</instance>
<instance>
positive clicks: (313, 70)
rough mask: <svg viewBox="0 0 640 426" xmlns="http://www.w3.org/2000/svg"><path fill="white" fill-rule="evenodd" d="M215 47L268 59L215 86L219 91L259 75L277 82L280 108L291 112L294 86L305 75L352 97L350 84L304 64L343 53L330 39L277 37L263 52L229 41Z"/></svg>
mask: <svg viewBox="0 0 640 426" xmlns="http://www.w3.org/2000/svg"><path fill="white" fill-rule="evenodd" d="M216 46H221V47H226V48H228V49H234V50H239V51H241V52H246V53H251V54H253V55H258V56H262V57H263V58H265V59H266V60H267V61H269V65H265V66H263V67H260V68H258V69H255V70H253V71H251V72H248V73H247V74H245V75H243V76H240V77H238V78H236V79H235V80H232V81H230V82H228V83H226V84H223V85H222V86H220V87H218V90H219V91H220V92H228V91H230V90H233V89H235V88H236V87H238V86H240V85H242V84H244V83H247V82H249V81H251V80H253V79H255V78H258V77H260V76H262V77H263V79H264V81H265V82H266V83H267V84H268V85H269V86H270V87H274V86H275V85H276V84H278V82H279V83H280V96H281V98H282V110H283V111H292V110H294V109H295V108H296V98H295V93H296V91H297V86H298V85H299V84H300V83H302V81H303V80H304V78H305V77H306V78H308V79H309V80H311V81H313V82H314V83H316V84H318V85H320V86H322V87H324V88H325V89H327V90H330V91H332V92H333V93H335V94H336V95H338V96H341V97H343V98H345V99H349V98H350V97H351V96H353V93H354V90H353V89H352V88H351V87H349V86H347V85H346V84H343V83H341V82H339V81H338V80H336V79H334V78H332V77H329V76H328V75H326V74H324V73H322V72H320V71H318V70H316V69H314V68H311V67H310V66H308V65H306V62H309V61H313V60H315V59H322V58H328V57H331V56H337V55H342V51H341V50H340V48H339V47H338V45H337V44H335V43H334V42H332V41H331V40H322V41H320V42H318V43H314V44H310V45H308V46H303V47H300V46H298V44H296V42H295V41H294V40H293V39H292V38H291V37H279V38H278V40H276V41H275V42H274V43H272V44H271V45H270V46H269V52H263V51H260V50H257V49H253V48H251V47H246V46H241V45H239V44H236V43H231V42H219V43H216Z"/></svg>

★ ★ ★ ★ ★ ★ ★

Line for line, set down the listing above again.

## Your response
</instance>
<instance>
positive clicks: (313, 70)
rough mask: <svg viewBox="0 0 640 426" xmlns="http://www.w3.org/2000/svg"><path fill="white" fill-rule="evenodd" d="M215 47L268 59L215 86L219 91L259 75L277 82L280 108L291 112L294 86L305 75L352 97L350 84L304 64L343 53L330 39L277 37L263 52L229 41Z"/></svg>
mask: <svg viewBox="0 0 640 426" xmlns="http://www.w3.org/2000/svg"><path fill="white" fill-rule="evenodd" d="M216 46H221V47H226V48H228V49H234V50H239V51H241V52H246V53H251V54H253V55H258V56H262V57H263V58H265V59H266V60H267V61H269V65H265V66H263V67H260V68H258V69H255V70H253V71H251V72H248V73H247V74H245V75H243V76H240V77H238V78H236V79H235V80H232V81H230V82H228V83H226V84H223V85H222V86H220V87H218V90H219V91H220V92H228V91H230V90H233V89H235V88H236V87H238V86H240V85H242V84H244V83H247V82H249V81H251V80H253V79H255V78H258V77H260V76H262V77H263V79H264V81H265V82H266V83H267V84H268V85H269V86H270V87H274V86H275V85H276V84H278V82H279V83H280V96H281V98H282V110H283V111H292V110H294V109H295V108H296V98H295V93H296V91H297V86H298V85H299V84H300V83H302V81H303V80H304V78H305V77H306V78H308V79H309V80H311V81H313V82H314V83H316V84H318V85H320V86H322V87H324V88H325V89H327V90H330V91H332V92H333V93H335V94H336V95H338V96H341V97H343V98H345V99H349V98H350V97H351V96H353V93H354V90H353V89H352V88H351V87H349V86H347V85H346V84H343V83H341V82H339V81H338V80H336V79H334V78H332V77H329V76H328V75H326V74H324V73H322V72H320V71H318V70H316V69H314V68H311V67H310V66H308V65H306V62H309V61H313V60H315V59H322V58H328V57H331V56H337V55H342V51H341V50H340V48H339V47H338V45H337V44H335V43H334V42H332V41H331V40H322V41H320V42H318V43H314V44H310V45H308V46H303V47H300V46H298V44H296V42H295V41H294V40H293V39H292V38H291V37H279V38H278V40H276V41H275V42H274V43H272V44H271V45H270V46H269V52H263V51H260V50H257V49H253V48H251V47H246V46H241V45H239V44H236V43H231V42H219V43H216Z"/></svg>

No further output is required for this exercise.